== EXTRACTED TEXT ==
The Darul Ummah workforce is multi-cultural and services are delivered by staff able to communicate in local community languages. Specific cultural and religious requirements are also taken account of within the context of project activities and service delivery.
Voluntary & Community User Involvement
The local community is able to fully participate in Darul Ummah, both through its projects (aforementioned) and through their delivery by trained personnel and volunteer workers. Furthermore, they are encouraged to contribute to ongoing review of the centre’s activities, through Darul Ummah’s open planning mechanisms, designed to encourage the community to provide feedback on priorities and appropriate models of service delivery.
Details of all projects are advertised via posters and leaflets, with publicity material printed in appropriate languages. Individuals are also reached through outreach work, used to increase awareness of the services available to the local community. Such promotion is aimed at all parts of the community, and to those hard to reach groups, such as people whose first language is not English or to those who have not traditionally felt able to participate in a large community centre programme, such as women being provided secure timetable opportunities designed around their convenience, such as to take part in health promotion exercise programmes at the new gymnasium.

== MATERIAL PROVIDED ==
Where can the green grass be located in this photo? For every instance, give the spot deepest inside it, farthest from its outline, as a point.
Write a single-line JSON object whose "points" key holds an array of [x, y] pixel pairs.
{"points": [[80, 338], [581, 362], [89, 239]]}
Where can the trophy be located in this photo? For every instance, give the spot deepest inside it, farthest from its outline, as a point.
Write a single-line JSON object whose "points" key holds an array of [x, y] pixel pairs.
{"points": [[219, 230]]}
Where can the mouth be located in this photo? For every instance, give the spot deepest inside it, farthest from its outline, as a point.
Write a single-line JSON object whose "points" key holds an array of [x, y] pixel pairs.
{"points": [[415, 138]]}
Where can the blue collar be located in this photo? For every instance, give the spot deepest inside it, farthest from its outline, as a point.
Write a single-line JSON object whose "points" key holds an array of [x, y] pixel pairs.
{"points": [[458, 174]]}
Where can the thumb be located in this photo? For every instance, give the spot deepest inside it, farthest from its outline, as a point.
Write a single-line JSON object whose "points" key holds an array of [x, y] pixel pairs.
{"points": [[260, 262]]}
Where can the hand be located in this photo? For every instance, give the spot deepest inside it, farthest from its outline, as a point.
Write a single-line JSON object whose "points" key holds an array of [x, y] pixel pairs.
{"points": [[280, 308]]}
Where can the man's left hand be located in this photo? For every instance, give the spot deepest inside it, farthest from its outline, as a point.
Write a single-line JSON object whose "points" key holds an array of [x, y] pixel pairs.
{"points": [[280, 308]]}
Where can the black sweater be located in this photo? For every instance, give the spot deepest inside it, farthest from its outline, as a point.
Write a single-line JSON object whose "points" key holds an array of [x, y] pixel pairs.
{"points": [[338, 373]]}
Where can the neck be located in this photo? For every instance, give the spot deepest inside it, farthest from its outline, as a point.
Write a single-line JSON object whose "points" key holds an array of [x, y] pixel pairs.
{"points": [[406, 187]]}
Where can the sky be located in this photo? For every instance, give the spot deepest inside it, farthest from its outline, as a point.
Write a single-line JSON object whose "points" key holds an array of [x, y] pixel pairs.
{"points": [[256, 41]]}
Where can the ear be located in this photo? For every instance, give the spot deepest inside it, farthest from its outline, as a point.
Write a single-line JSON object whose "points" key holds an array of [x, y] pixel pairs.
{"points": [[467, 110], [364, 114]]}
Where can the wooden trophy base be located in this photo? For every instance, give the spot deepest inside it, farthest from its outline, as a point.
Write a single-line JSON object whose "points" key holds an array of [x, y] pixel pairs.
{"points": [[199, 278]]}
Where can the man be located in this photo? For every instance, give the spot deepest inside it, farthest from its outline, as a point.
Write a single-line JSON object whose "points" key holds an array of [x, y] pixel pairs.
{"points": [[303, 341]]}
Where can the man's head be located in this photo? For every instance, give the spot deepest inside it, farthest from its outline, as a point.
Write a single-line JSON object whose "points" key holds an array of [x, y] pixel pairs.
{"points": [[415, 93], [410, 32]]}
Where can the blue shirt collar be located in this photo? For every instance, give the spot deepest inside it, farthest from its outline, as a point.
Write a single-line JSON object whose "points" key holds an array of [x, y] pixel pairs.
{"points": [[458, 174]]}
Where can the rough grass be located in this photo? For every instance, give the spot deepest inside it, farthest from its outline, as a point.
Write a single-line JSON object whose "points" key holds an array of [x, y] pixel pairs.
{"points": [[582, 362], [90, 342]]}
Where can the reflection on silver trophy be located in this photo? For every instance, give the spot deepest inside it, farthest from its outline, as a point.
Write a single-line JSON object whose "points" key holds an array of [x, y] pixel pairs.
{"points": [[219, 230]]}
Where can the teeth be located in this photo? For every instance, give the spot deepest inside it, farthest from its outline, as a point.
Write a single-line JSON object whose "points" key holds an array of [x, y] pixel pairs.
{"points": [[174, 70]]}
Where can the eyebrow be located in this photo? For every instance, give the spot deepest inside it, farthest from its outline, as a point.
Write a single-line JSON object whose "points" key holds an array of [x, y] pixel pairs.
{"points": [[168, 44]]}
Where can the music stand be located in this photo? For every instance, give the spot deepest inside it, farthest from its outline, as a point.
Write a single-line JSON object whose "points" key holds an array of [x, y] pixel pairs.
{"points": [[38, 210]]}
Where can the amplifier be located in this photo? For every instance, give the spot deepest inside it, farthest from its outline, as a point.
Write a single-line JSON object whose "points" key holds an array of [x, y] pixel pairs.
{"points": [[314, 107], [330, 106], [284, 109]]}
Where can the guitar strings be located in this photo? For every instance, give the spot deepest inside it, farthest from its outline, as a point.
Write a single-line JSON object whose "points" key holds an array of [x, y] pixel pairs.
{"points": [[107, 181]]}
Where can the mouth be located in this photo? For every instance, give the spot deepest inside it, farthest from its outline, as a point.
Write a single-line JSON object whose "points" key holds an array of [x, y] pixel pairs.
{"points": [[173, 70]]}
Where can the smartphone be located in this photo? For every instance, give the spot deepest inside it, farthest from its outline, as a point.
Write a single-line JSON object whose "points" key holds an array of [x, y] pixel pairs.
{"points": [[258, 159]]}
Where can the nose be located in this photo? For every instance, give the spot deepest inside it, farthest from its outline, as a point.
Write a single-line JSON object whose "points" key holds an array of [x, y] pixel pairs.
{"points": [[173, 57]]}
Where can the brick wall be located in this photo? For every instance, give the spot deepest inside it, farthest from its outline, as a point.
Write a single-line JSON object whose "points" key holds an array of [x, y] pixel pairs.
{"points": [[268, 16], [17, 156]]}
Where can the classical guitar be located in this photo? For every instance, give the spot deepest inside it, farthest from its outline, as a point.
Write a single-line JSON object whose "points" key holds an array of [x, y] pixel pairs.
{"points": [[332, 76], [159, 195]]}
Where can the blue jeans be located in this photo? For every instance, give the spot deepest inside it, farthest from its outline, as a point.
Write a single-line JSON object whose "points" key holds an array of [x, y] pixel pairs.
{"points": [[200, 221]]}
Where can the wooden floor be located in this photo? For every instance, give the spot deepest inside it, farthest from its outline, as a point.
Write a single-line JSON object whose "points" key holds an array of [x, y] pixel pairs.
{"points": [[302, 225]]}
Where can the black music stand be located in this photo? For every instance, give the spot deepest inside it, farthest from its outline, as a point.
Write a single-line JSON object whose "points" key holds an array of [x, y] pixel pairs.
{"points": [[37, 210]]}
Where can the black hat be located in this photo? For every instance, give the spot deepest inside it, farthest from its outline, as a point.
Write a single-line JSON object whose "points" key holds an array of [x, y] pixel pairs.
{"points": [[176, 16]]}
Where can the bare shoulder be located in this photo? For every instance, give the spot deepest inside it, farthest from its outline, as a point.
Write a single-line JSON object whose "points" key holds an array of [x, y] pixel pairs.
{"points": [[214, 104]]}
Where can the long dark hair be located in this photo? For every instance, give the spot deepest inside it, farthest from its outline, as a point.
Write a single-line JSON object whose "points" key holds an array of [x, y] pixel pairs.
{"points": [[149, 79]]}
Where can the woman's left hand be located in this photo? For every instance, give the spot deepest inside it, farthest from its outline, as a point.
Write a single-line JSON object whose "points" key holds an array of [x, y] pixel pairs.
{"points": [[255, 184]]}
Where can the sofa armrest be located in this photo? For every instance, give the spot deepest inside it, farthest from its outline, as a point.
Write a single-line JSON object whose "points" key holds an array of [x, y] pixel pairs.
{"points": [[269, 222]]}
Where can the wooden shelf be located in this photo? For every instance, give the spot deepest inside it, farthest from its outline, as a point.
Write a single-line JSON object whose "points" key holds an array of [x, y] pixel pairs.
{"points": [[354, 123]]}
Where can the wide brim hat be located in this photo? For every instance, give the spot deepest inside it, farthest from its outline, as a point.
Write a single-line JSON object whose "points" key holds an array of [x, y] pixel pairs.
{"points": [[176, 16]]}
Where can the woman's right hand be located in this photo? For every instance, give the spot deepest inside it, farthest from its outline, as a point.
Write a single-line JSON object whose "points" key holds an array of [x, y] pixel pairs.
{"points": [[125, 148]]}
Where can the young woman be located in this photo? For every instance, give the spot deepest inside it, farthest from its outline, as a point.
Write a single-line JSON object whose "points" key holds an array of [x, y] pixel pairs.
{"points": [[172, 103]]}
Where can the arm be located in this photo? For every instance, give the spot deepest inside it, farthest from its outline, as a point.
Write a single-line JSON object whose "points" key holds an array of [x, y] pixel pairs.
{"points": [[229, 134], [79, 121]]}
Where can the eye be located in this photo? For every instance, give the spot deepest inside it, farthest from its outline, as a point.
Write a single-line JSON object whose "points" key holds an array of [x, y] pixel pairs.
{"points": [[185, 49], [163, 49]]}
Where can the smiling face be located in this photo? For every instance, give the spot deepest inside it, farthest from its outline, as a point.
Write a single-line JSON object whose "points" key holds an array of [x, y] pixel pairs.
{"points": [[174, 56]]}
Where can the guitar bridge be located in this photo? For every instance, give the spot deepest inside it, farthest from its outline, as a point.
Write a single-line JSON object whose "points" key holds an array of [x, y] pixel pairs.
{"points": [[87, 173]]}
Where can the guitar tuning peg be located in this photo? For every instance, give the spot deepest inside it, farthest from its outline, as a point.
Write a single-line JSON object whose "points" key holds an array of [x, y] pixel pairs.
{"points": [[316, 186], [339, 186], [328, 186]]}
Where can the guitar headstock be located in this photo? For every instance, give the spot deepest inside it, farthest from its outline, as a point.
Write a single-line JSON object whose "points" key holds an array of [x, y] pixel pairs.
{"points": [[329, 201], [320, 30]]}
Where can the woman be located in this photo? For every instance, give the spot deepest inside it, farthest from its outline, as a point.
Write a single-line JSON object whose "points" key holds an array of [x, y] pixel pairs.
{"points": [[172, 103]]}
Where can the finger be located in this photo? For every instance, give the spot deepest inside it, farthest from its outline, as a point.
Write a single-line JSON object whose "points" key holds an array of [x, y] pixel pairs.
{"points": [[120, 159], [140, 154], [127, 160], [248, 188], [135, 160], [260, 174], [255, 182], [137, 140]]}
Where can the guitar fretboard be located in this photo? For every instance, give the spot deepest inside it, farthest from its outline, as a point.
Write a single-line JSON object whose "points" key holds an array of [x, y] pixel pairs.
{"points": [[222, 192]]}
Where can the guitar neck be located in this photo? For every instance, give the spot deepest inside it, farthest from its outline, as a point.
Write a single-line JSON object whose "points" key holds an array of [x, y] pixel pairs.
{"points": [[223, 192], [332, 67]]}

== GIVEN EXERCISE ==
Carry on the passage about the Darul Ummah community centre, starting right after its final sentence.

== ANSWER BELOW ==
Darul Ummah also ensures that parents with young children are encouraged to access the services within the community centre by running a mother and toddler group and providing childcare within the building, releasing parents who might otherwise not do so, to sample different projects and engage with these.
Service use is clearly monitored and feedback obtained at regular intervals to continuously inform future programme planning and resource allocation.
Projects & Services currently on offer at Darul Ummah:
(Each project is provided with its own management, budget constraints (many relying on funding contributions from the community and users) and is held accountable to deliver agreed annual outcomes and key milestones for its audience of users).
- Jamiatul Ummah- A full time independent boy’s secondary school established in 1997 with 160 students. Came 2nd in the league tables for The London Borough of Tower Hamlets and has become a pioneer in integrated Islamic and national curriculum education.
- Darul Ummah Evening School - Students from 5 and above learn their mother tongue and also develop their interactive and social skills through the use of a highly developed curriculum. So successful that it attracts students from other neighbouring boroughs. The School currently accommodates about 160 boys and girls.
- Un-wind Summer School for Boys & Girls – Where more than 400 children benefit from outings and excursions and an activity based curriculum, with an emphasis on making learning fun.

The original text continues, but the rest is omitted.